_AVAILABLE DATA_:

::::

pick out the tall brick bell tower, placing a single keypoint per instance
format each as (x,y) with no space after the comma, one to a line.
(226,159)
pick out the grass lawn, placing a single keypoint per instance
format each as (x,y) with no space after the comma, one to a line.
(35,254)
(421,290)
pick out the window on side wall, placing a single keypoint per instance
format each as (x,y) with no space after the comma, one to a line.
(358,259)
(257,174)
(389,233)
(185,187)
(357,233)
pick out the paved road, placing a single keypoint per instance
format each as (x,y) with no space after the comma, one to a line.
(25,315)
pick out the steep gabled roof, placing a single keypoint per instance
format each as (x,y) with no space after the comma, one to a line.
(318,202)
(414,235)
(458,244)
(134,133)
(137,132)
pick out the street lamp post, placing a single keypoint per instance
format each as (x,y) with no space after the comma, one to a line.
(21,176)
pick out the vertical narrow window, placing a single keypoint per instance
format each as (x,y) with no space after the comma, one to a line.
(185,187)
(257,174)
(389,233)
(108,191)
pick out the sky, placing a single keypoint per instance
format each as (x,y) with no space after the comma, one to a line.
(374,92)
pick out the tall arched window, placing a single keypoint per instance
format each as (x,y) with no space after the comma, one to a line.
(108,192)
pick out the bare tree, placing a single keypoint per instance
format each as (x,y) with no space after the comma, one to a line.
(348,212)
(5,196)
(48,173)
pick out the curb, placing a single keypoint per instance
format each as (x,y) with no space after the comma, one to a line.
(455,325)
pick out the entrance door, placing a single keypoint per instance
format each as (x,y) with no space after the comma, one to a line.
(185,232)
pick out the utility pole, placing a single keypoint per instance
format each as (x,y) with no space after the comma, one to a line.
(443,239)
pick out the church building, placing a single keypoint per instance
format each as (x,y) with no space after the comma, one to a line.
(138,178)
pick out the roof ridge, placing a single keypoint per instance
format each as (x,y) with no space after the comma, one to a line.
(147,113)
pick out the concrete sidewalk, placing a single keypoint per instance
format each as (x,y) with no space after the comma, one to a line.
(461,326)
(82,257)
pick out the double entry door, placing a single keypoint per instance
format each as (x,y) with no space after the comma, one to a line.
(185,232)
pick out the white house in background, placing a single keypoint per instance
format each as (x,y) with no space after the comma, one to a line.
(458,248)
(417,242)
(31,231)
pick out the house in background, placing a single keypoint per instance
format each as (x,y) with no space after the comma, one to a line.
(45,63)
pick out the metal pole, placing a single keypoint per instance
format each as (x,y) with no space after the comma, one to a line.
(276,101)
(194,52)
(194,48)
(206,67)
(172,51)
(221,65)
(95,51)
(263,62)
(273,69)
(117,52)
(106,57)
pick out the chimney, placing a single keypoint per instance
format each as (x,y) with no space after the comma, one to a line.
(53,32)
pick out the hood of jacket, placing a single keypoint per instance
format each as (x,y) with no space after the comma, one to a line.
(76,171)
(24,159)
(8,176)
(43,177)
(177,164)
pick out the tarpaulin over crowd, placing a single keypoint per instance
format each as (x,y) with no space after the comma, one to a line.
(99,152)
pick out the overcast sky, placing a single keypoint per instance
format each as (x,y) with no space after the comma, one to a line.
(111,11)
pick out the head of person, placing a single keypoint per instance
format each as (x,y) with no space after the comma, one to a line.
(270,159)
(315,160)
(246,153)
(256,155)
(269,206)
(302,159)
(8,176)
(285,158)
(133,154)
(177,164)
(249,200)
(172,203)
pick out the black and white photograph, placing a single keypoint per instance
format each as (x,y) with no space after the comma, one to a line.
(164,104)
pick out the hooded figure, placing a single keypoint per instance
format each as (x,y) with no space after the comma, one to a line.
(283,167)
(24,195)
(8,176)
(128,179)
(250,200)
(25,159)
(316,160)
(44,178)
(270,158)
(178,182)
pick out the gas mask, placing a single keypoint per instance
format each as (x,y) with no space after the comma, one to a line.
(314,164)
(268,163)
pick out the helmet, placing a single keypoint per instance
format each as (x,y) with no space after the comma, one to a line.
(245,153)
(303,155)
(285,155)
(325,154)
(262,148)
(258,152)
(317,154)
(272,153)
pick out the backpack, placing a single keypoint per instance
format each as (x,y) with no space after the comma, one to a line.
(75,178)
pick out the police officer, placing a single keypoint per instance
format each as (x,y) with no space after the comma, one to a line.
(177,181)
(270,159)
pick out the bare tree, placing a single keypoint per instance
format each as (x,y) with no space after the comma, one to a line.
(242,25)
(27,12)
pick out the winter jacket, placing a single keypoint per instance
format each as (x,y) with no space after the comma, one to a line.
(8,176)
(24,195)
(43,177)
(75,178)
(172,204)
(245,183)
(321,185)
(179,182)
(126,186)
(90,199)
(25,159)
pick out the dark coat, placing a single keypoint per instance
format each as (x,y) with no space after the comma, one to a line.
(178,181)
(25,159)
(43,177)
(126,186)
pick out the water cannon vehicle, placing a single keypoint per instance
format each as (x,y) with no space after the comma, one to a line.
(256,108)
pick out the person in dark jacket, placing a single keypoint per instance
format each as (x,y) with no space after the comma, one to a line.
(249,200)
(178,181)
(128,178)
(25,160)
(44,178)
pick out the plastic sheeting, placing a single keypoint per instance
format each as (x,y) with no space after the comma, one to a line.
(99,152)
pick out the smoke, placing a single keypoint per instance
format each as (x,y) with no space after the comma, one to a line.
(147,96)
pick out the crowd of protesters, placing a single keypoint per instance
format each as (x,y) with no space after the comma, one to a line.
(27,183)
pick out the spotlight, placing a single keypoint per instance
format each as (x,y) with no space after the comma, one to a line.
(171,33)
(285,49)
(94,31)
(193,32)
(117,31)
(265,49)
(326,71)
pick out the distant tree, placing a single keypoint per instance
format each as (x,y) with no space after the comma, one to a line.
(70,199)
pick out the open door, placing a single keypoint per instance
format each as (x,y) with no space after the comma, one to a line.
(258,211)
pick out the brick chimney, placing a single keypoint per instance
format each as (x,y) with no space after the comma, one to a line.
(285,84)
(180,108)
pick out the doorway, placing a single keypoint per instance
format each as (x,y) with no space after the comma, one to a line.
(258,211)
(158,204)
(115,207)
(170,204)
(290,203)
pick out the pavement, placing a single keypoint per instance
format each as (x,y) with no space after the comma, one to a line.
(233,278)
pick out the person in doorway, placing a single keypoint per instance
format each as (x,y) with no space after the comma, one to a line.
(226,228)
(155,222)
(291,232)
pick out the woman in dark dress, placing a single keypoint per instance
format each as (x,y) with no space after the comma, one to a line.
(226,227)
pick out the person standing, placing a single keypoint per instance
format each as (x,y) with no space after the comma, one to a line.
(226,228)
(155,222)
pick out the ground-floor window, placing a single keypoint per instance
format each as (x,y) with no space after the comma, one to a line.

::::

_SHORT TASK_: Reproduce all of the records exactly.

_THE REPLY_:
pick out the tall brick bell tower, placing a single keypoint per instance
format each as (x,y) with no space after the comma, one to a line.
(226,159)
pick out the grass lawn, placing a single keypoint per instance
format each as (x,y) with no space after the comma, one to a line.
(35,254)
(421,290)
pick out the window on side wall, placing a single keypoint per instance
format each as (x,y) with no space after the comma, one to a line.
(358,259)
(257,174)
(389,233)
(185,187)
(357,233)
pick out the paved road, placing a single keypoint per instance
format each as (x,y) with no space after the comma, one to a line.
(25,315)
pick out the steep gabled roof, placing a single keypoint per instance
format each as (x,y) with no space after the comma, one to a line.
(318,202)
(414,235)
(458,244)
(134,133)
(137,132)
pick out the street lamp post, placing a single keypoint per instance
format each as (x,y) with no space after the comma, one to a line.
(21,176)
pick out the vertical narrow window, placing a single keypoint per instance
format each as (x,y) with no space after the comma, one to a line.
(185,187)
(257,174)
(389,233)
(108,191)
pick out the sky, placing a single keypoint per instance
format each as (x,y) with no space after the comma, one to a line.
(374,92)
pick out the tall arched window, placing a single keypoint per instance
format each as (x,y) with no space after the comma, one to a line.
(108,192)
pick out the bare tree, placing a single keypoint per instance
format each as (x,y) with no space after the comma, one to a line.
(348,212)
(5,196)
(48,173)
pick out the curb, placing a single keypoint per instance
format each as (x,y) with no space after the comma, one to a line.
(455,325)
pick out the entrance door, placing a single keypoint per instance
format each as (x,y) with no space after the comma, one to a line.
(185,232)
pick out the utility pole, placing a single keypoint per instance
format each as (x,y) with no space after the comma, one to a line.
(443,239)
pick out the church building, placing a single keypoint per instance
format each as (x,y) with no space after the comma, one to a line.
(138,178)
pick out the roof ridge, placing a single keypoint per instance
format each as (x,y) with no space after the comma, one to a line.
(147,113)
pick out the concrete sidewalk, placing a single keypoint per instance
format each as (x,y) with no space after the comma, one to a line.
(461,326)
(82,257)
pick out the double entry door, placing a single keypoint per instance
format each as (x,y) with no space after the comma, one to a line.
(185,232)
pick out the white house in background, placing a single keypoint per instance
format each as (x,y) with no space after the comma, one to a line.
(458,248)
(417,242)
(31,231)
pick out the house in background, placing a single keypoint per instance
format each as (x,y) with no space after the comma, one to a line.
(45,63)
pick out the metal pole, placing a single keypoint per instance
format each as (x,y) with no space after the comma, one to a line.
(276,101)
(194,52)
(194,48)
(206,67)
(172,51)
(221,65)
(95,51)
(263,62)
(273,69)
(117,52)
(106,57)
pick out the chimney, placing a single keypoint per instance
format each as (x,y) with no space after the comma, one to a line.
(53,32)
pick out the hood of jacket, placing a single keypoint per instance
format each as (x,y) with no space after the comma, one to a line.
(76,171)
(24,159)
(8,176)
(43,177)
(177,164)
pick out the tarpaulin over crowd, placing a single keypoint per instance
format each as (x,y) with no space after the comma, one to a line.
(99,152)
pick out the overcast sky, placing a single keypoint per instance
format each as (x,y) with no space after the comma, one to a line.
(111,11)
pick out the head of person, placing a single keypoint per instance
format each as (x,y) with no space after the comma, one to a line.
(270,159)
(315,160)
(246,153)
(256,155)
(269,206)
(302,159)
(8,176)
(285,158)
(133,154)
(177,164)
(249,200)
(172,203)
pick out the black and white photograph, placing a single keypoint per instance
format each as (x,y) with no space after the comma, one to a line.
(164,104)
pick out the hooded figure, placing a single keypoint per instance
format each as (x,y) with no space after the comma, one to a line.
(283,167)
(24,195)
(8,176)
(128,179)
(250,200)
(25,159)
(316,160)
(44,178)
(270,158)
(178,182)
pick out the gas mask, placing a single keypoint per instance
format each as (x,y) with no space after the comma, one to a line.
(314,164)
(268,163)
pick out the helmet, placing a single keypoint per instance
format each as (x,y) with no space after the comma, one to a line.
(245,153)
(303,155)
(285,155)
(325,154)
(262,148)
(258,152)
(317,154)
(272,153)
pick out the backpack, placing a single keypoint per instance
format each as (x,y) with no space after the comma, one to a line.
(75,178)
pick out the police officer, placing a single keypoint per instance
format each as (x,y) with no space after the comma, one to a line.
(177,181)
(270,159)
pick out the bare tree, placing a single keypoint per instance
format each as (x,y) with no space after the comma, one to a line.
(242,25)
(27,12)
pick out the winter jacket, placing a single keypoint per instance
format each as (x,y) with no space after the comma, one to a line.
(8,176)
(24,195)
(43,177)
(75,178)
(172,204)
(245,183)
(321,185)
(179,182)
(126,186)
(90,199)
(25,159)
pick out the dark coat, placing a single keypoint per instance
format each as (x,y) with no space after the comma, one to a line.
(178,181)
(25,159)
(43,177)
(126,186)
pick out the water cannon vehicle, placing a single keypoint per instance
format each as (x,y) with no space after the comma, one to a line.
(256,108)
pick out the person in dark jacket, placing a single keypoint per instance
format each as (x,y) with no space after the comma, one to a line.
(249,200)
(178,181)
(128,178)
(25,160)
(44,178)
pick out the plastic sheeting, placing a single keypoint per instance
format each as (x,y) with no space after the comma, one to a line.
(99,152)
pick out the smoke, placing a single keypoint per instance
format each as (x,y) with no space after the comma, one to a line.
(147,96)
pick out the crowd of protesters, placing a single keypoint per instance
format each as (x,y) with no space after the comma, one to a line.
(27,183)
pick out the spotlight, placing a single keypoint per instance
format each as (x,y) with no space after the comma, one to a line.
(171,33)
(285,49)
(94,31)
(193,32)
(117,31)
(265,49)
(326,71)
pick out the distant tree, placing a single keypoint per instance
format each as (x,y) with no space after the comma, one to a line.
(70,199)
pick out the open door, placing a single keypoint per instance
format each as (x,y) with no space after the comma, one to a line.
(258,211)
pick out the brick chimney, placing a single keypoint per instance
format each as (x,y) with no space after the comma, one to a line.
(285,84)
(180,108)
pick out the doorway, placing a single keypoint per instance
format each as (x,y) with no space after the comma, one to a line.
(258,211)
(158,204)
(115,207)
(170,204)
(290,203)
pick out the pavement, placing a single keypoint per instance
format each as (x,y) with no space after the comma, one to a line.
(233,278)
pick out the person in doorway, placing a single keypoint per instance
format each as (x,y) with no space after the comma, one to a line.
(226,228)
(155,222)
(291,232)
pick out the woman in dark dress, placing a single keypoint per instance
format each as (x,y) with no space after the comma, one to a line.
(226,227)
pick out the person standing, placing a single keypoint per instance
format each as (x,y) with no space after the comma, one to a line.
(226,228)
(155,222)
pick out the ground-floor window, placing a single keypoint per instance
format each as (x,y) with no space after the comma, one to a line.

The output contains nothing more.